● Défi A: Renvoie, s'il te plaît, toutes les lignes des entrées qui contiennent la chaîne "line", en respectant la casse.

● Texte source:
==================================================

Un premier et important secteur de zones humides menacées

D'une part, la jasse de Lapazeuil est un large espace ouvert qui regroupe un complexe de plusieurs zones humides importantes vis-à-vis de leurs fonctions. De l'autre, Il s'agit d'une zone centrale pour l’exploitation sylvicole du versant. Ainsi, la jasse est traversée en son centre - là où la zone humide est la plus étroite - par plusieurs pistes de débardage importantes pour l’exploitation de plusieurs lots de bois en amont. Cela représente 750 mètres de piste en zone humide, en associant la traversée du ruisseau de Lapazeuil.

À chaque exploitation, des engins de 10 à 15 tonnes traînant des arbres de 2 à 5 tonnes peuvent traverser ces zones fragiles, ce qui menace le bon fonctionnement des zones humides :

  • par un impact direct sur le milieu tourbeux (tassement des tourbes, création d’ornières, destruction de la végétation au niveau du passage, voire la mise en suspension de sédiments lors de la traversée des ruisseaux)
  • par la création d’impacts durables du fait de la présence de ces ornières qui drainent la zone humide. A moyen terme, cela peut conduire à une modification de la végétation localement, et à un grave dérèglement du fonctionnement de la zone humide

Le réseau actuel de tires, au plus près des zones humides, a pu conduire à des difficultés de compréhension des consignes avec les débardeurs travaillant pour un client du syndicat forestier, malgré un cahier des charges précis et un suivi sur place.

Une solution technique proposée

Le travail conjoint d’Arbre et Bois Conseil, du SFDC et du CEN a permis de trouver une solution alternative permettant d’éviter tout franchissement de zones humides dans ce secteur.

==================================================

[Annotations par points]
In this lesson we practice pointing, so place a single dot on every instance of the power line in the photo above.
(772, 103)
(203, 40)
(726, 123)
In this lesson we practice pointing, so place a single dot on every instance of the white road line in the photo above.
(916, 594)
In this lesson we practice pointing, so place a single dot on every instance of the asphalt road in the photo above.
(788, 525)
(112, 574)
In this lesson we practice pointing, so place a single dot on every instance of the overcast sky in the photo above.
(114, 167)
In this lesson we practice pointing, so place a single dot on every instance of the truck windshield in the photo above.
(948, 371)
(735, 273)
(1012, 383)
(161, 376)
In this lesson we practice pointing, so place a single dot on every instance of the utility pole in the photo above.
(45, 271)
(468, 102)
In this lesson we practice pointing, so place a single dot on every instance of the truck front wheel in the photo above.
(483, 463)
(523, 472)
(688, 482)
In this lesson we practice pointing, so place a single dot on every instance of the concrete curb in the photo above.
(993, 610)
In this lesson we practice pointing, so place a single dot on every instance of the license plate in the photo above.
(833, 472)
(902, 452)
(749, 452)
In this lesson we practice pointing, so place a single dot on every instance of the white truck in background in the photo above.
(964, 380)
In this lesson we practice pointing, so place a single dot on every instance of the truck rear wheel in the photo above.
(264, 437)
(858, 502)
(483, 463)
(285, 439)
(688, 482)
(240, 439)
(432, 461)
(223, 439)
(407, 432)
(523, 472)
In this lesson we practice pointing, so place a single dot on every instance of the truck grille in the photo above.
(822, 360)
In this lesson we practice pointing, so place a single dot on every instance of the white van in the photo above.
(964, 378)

==================================================

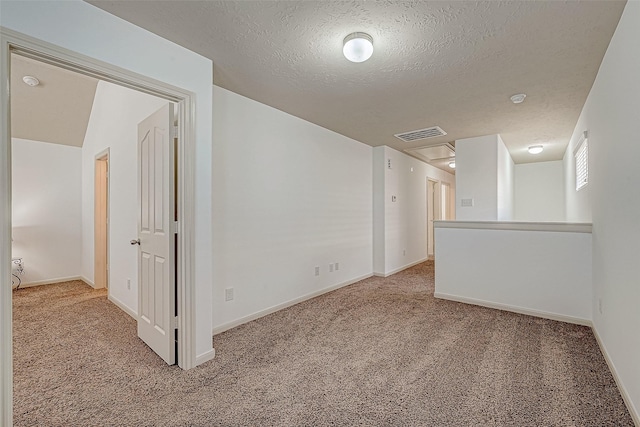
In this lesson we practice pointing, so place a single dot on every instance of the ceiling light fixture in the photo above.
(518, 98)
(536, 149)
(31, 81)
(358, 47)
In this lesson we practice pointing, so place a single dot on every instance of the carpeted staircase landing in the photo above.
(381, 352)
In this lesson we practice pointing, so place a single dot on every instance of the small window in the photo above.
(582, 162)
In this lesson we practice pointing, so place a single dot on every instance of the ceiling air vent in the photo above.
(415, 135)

==================================================

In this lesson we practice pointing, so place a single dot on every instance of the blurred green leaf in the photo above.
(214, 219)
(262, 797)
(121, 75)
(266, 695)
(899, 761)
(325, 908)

==================================================

● Défi B: Énumère les impacts directs sur le milieu tourbeux que cite le texte sur la jasse de Lapazeuil.

● Réponse A:
In this lesson we practice pointing, so place a single dot on every instance of the power line in the photo above.
In this lesson we practice pointing, so place a single dot on every instance of the white road line in the photo above.

● Réponse B:
- tassement des tourbes
- création d'ornières
- destruction de la végétation au niveau du passage
- mise en suspension de sédiments lors de la traversée des ruisseaux